(Stored items)
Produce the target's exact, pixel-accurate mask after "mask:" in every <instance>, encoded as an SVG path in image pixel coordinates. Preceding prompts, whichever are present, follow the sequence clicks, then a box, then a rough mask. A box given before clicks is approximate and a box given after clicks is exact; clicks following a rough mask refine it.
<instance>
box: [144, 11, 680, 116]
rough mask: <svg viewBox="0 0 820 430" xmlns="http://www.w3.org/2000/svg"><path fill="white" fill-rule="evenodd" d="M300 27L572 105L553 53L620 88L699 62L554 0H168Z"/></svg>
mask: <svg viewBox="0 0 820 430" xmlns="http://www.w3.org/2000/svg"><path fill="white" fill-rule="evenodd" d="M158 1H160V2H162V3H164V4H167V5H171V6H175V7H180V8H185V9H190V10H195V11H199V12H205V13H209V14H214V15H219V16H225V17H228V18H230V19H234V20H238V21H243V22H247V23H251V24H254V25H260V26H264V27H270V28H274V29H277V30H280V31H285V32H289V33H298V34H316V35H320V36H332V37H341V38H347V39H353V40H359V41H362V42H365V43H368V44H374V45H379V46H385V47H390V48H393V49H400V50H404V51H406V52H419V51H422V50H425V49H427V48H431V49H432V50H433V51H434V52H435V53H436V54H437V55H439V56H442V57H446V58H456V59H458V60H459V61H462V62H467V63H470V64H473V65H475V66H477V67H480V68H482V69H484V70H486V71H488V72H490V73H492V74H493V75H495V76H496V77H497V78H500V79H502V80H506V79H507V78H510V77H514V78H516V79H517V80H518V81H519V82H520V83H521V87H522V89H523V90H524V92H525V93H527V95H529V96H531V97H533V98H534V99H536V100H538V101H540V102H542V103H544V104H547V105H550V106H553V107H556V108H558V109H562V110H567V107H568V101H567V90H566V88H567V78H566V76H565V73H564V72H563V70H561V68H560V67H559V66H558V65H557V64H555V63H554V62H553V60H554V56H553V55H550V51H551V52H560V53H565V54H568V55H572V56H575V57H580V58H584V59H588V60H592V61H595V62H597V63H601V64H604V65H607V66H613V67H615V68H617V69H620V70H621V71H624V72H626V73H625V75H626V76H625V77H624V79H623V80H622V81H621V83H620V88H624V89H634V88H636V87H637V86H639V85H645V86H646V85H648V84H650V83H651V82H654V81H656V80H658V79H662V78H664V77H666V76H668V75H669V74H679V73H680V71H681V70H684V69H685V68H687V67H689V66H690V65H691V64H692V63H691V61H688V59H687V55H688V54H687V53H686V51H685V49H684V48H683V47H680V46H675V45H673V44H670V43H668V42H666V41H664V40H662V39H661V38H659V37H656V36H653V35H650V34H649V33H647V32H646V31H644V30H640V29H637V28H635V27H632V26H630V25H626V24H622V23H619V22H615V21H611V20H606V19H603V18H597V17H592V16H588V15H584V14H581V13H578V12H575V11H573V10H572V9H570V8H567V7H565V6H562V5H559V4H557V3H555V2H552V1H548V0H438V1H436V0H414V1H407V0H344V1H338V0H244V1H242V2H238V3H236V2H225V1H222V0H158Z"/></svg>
...
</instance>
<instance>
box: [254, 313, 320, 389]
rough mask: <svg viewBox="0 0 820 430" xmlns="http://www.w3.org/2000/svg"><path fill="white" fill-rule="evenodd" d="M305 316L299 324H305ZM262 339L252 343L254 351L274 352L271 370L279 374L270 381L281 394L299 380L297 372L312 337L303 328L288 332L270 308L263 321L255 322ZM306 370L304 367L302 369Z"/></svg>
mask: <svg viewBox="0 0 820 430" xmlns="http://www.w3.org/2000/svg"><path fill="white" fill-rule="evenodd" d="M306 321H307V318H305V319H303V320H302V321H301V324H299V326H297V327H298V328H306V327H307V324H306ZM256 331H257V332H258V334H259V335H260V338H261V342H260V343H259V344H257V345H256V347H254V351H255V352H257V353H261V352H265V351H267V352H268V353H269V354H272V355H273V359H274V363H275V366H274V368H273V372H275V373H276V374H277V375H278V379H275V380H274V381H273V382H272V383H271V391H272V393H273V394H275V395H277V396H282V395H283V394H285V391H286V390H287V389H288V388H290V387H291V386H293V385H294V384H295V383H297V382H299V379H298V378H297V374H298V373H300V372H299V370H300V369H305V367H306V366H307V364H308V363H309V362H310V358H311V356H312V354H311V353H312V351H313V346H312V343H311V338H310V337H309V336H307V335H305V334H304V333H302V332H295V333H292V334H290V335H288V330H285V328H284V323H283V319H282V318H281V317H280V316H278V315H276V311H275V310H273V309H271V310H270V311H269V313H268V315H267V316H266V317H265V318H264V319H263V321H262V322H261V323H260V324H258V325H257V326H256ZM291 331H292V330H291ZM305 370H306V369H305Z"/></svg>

Exercise requirements =
What do the lines above say from the one containing "Produce the target's" down to the one containing "box: [144, 11, 680, 116]"? Return them exactly, both end lines included, and only them.

Exercise output =
Produce the target's exact, pixel-accurate mask after "mask:" in every <instance>, encoded as an SVG path in image pixel coordinates. Preceding prompts, whichever are present, follow the sequence clicks, then a box, then a rough mask. A box given before clicks is approximate and a box given after clicks is exact; clicks following a rough mask refine it.
<instance>
box: [144, 11, 680, 116]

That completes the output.